Selected excerpt |
■ ■ ■

Despite concerns that new Gov. Nathan Deal might support legislation that would negatively affect LGBT Georgians, no specifically gay bills — positive or negative — have been filed since the legislature convened Jan. 10.

“There has been a lot of controversy in the Senate as usual, and the immigration stuff has started off with a bang,” said state Rep. Karla Drenner (D-Avondale Estates), who is the senior openly gay state legislator. “I don’t know how many bills they’re up to now, 15 maybe. Then of course the budget hearings, and so the shortfalls are coming to light, and the tax bills.”

Deal has released his budget, which does not include any cuts to the AIDS Drug Assistance Program, which helps low income HIV-positive individuals and those with no insurance afford their medications.

Ga. legislature silent on LGBT issues in new session

State Rep. Simone Bell (D-Atlanta), the only other openly gay member of the General Assembly, said her year has been “slow, but crazy.”

Bell said she was still in the early stages of putting together her agenda for the session. “I’m gearing up to be a voice for equality,” she said.

Jeff Graham, executive director of Georgia Equality, the state’s largest LGBT advocacy organization, said it still early in the session but the organization will continue to lobby and watch for damaging legislation.

“None, so far,” Graham said of any anti-LGBT bills. “There have been a couple of bills introduced in the adoption section that we will always watch and monitor of course.”

One of the bills mostly closely watched is House Bill 65, a bill by Rep. Tom McCall (R-Elberton). McCall’s bill would modify a section of Georgia’s adoption code to allow adopted children and their biological children to access non-identifying medical records of the biological parent.

■ ■ ■

Required action 1 |
According to the article on the Georgia legislature and LGBT issues, what does House Bill 65 by Rep. Tom McCall propose?
Required action 2 |
Continue the article on the Georgia legislature and LGBT issues from its final sentence.

Source data

■ ■ ■

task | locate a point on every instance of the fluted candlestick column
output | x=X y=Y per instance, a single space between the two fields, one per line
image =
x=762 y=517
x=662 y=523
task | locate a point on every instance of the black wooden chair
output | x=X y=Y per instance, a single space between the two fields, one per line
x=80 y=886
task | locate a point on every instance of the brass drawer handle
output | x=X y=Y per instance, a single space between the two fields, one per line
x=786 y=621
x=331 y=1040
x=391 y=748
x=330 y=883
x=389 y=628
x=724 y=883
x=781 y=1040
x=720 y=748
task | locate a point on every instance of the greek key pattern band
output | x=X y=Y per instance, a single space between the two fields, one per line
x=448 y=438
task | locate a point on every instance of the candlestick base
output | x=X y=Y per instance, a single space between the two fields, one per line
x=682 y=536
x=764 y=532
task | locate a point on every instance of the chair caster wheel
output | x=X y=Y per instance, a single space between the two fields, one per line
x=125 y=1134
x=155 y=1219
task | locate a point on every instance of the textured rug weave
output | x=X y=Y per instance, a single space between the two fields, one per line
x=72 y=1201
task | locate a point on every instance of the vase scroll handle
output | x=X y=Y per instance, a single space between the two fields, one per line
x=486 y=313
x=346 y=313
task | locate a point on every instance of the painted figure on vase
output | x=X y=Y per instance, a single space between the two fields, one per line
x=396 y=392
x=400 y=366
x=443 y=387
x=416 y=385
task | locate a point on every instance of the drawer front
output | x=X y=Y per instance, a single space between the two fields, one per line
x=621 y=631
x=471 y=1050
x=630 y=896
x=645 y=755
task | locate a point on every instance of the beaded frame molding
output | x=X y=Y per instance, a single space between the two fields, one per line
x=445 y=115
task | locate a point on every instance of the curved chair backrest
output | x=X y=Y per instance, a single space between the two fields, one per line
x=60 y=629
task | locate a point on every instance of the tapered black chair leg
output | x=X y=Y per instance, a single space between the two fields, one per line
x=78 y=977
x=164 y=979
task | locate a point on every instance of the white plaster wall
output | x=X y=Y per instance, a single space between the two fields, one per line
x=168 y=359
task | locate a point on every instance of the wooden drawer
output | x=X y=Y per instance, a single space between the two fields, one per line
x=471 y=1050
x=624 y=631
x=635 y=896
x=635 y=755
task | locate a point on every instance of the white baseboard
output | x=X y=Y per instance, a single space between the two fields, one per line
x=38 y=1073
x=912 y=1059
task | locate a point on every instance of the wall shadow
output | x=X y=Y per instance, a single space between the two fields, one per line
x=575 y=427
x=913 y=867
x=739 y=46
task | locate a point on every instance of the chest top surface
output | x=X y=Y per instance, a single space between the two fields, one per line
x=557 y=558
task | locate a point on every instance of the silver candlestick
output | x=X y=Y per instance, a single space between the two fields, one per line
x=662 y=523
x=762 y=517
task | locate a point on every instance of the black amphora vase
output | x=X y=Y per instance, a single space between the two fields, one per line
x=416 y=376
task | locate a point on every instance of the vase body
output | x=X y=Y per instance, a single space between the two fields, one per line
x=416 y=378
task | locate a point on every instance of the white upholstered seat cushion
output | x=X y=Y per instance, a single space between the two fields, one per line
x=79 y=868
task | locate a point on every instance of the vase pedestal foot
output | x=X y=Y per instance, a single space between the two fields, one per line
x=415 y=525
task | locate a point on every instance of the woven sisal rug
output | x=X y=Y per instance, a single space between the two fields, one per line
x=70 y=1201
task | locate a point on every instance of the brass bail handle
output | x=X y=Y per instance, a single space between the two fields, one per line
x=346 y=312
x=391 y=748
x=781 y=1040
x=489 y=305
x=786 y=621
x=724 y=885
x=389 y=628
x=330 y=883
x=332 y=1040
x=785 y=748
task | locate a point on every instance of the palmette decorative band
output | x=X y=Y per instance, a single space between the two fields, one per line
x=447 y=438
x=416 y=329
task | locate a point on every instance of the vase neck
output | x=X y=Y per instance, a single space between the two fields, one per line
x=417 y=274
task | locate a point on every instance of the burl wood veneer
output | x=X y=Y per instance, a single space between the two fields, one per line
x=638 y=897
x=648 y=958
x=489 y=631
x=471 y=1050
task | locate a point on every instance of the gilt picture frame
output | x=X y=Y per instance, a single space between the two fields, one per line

■ ■ ■

Exercise result 1 |
It would modify a section of Georgia's adoption code so that adopted children and their biological children can access non-identifying medical records of the biological parent.

Exercise result 2 |
The bill only modifies the language of one section of the code, but Graham said Georgia Equality is “watching that bill and others very closely” for fear that they could be used as vehicles for amendments that could restrict the ability of gay people to create families.

Drenner said the adoption code is one of the sections of Georgia law neither party is anxious to change.

“There’s a reluctance to significantly open up that code section because nobody knows what could happen. It’s very dangerous territory, so we’re all aware of that,” Drenner said.

“I’m not sure [the Republican leadership] is convinced about what their membership might try to do, so I’m sure they’re reluctant as well.”

Another issue of interest that might move this year is changing the state law to allow Sunday sale of alcohol by the bottle. House Bill 69 has a number of prominent Republican committee chairmen signed on as sponsors and pundits predict this may be the year the bill passes. The bill only affects grocery stores and convenience stores, however, and not bars.

Georgia Equality has said it is focusing on a multiple-year push for hate crime legislation.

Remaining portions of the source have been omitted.